▶ **SHORT TASK**: Reproduce every one of the records below verbatim, line for line, with no changes.

Point labeling records:
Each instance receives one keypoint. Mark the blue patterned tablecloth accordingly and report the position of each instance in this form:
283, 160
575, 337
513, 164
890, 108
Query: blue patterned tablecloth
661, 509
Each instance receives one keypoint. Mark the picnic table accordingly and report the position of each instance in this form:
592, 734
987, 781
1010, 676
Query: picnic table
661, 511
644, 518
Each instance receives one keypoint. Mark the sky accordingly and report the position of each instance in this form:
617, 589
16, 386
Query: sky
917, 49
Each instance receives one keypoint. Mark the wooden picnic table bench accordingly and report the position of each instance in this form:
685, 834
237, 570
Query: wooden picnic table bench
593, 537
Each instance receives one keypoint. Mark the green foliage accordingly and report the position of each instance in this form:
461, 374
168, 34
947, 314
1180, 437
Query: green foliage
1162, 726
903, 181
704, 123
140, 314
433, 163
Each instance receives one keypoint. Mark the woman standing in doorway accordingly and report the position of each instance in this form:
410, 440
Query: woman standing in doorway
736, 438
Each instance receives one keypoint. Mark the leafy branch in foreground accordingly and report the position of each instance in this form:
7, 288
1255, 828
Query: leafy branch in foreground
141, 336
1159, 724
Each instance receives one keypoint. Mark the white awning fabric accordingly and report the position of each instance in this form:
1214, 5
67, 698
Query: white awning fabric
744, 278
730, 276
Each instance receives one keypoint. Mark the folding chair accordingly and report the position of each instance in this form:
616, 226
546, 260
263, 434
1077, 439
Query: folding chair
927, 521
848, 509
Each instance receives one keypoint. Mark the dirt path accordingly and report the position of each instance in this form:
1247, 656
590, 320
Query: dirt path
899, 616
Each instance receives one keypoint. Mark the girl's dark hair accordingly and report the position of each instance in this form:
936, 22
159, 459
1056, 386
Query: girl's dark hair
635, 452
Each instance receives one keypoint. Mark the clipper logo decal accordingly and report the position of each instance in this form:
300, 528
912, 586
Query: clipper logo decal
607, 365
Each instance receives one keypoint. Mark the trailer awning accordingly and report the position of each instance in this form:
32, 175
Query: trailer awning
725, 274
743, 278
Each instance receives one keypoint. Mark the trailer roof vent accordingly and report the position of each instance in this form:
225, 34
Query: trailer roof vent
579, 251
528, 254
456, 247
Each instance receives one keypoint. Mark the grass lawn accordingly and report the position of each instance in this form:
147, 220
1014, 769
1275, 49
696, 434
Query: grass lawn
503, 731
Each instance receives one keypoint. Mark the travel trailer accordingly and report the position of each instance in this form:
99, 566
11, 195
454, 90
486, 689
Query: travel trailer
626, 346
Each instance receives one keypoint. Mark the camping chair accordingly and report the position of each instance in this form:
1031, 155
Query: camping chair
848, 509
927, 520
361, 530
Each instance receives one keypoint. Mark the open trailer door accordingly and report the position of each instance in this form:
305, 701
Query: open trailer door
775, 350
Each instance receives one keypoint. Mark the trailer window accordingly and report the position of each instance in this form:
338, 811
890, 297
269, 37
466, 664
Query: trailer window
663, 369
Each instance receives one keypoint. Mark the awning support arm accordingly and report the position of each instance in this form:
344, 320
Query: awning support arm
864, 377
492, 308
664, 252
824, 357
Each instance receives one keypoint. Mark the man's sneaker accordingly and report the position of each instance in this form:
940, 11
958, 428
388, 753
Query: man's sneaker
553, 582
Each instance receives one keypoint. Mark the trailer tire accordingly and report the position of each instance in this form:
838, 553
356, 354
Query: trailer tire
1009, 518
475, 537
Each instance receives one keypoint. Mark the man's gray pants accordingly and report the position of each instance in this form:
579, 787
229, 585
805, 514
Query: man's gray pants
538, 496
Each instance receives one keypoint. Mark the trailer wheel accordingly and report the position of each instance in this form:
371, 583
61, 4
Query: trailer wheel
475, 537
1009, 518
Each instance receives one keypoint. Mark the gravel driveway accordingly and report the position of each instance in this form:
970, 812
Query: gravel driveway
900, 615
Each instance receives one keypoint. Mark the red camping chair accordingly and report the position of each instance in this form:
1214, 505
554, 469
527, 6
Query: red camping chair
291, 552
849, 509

▶ **SOLUTION BELOW**:
Each instance receives one keypoint. Mark the blue patterned tablecloth accordingly and report the position of each instance in this form:
283, 160
575, 337
513, 164
890, 108
Query: blue patterned tablecloth
661, 509
Each instance receives one keypoint. Mark the picnic table accordingly and report the position of each instance in this form:
592, 734
987, 781
1010, 676
Query: picnic table
661, 511
644, 518
Each instance receives one keypoint. Mark the sky accordingly and report the position of each instance in this form:
617, 589
16, 386
Query: sky
917, 49
Each instance receives one keypoint. Mark the wooden picnic table bench accordingly and report the position of each instance in this form:
685, 834
237, 570
Query: wooden picnic table bench
593, 537
Each instance receives one keypoint. Mark the green foliage accordingly and report the position of each instance in this form:
461, 374
168, 34
947, 314
1180, 437
Query: green foliage
1162, 726
903, 181
704, 123
140, 314
433, 163
Each instance receives one keypoint. Mark the woman standing in doorway accordingly and report the position of each instance in this form:
410, 440
Query: woman standing in doorway
736, 438
Each instance receives one keypoint. Mark the leafy branch in foreground accordingly and report the position of each instance in this form:
7, 288
1255, 828
Query: leafy branch in foreground
141, 336
1159, 724
Each instance receives one keypoint. Mark the white awning fabric accordingly and report the position of each instance in this form:
1214, 5
67, 698
Query: white awning fabric
744, 278
730, 276
Each instance receives one keypoint. Mark the folding chair accordingly and report the position of each instance in this form:
616, 226
546, 260
263, 434
1077, 439
Query: folding chair
927, 521
848, 509
Each instance receives one keypoint. Mark the dirt path accordingly and report the position of each instance in this form:
1247, 656
590, 320
Query: dirt path
899, 616
Each instance receives one keypoint. Mark the girl's dark hair accordingly and report the position of each instance in this form:
936, 22
159, 459
1056, 386
Query: girl's dark hair
635, 452
Each instance receives one keypoint. Mark the clipper logo decal accordingly and report the position of each instance in this form:
300, 528
912, 586
Query: clipper logo decal
607, 365
Each instance receives one keypoint. Mark the trailer awning accordingly and report the position of each instance in this form:
32, 175
Query: trailer awning
725, 274
743, 278
Each instance receives one keypoint. Mark the trailer roof vent accordingly and report the position of each instance in this form:
225, 34
Query: trailer roof vent
579, 251
528, 254
456, 247
Each instance receives one keypoint. Mark the grass lawn accordingly and report the position of each instance in this form:
147, 220
1014, 769
1275, 49
696, 434
Query: grass lawn
503, 731
Each instance receives one keypoint. Mark the travel trailer accordingly and report the position of each instance in this form:
99, 566
11, 195
454, 90
486, 689
Query: travel trailer
626, 346
Each instance receives one keypoint. Mark the camping chair accordingly and report the position of each instance in this form:
1031, 155
Query: camping chair
848, 509
927, 520
361, 530
Each instance receives one keypoint. Mark the open trailer door accordingly and report the position of each instance in this form:
305, 701
Query: open trailer door
775, 350
Each instance receives one keypoint. Mark the trailer window accordingly and report the position of each instance in this form:
338, 811
890, 297
269, 37
466, 664
Query: trailer window
663, 369
Each instance receives one keypoint. Mark the awning support arm accordingly and report the position of each instance in this form:
344, 320
Query: awning support arm
864, 377
492, 308
664, 252
824, 357
Each instance receives one keypoint. Mark the man's sneaker accordingly and report the position of each instance in this form:
940, 11
958, 428
388, 753
Query: man's sneaker
553, 582
Each instance receives one keypoint. Mark the trailer tire accordingly and report the position of each instance in this form:
838, 553
356, 354
Query: trailer tire
1009, 518
475, 537
Each instance receives one keypoint. Mark the man's gray pants accordingly and report the position of each instance in this form:
579, 787
229, 585
805, 514
Query: man's gray pants
538, 496
Each instance receives one keypoint. Mark the trailer wheel accordingly and report the position of each instance in this form:
371, 583
61, 4
Query: trailer wheel
475, 537
1009, 518
Each instance receives one keypoint. Mark the gravel driveway accordingly and report the position of each instance in this form:
970, 812
Query: gravel driveway
900, 615
Each instance receives one keypoint. Mark the red camping chair accordingly and report the position of each instance in this form:
1214, 505
554, 469
527, 6
Query: red camping chair
291, 552
849, 509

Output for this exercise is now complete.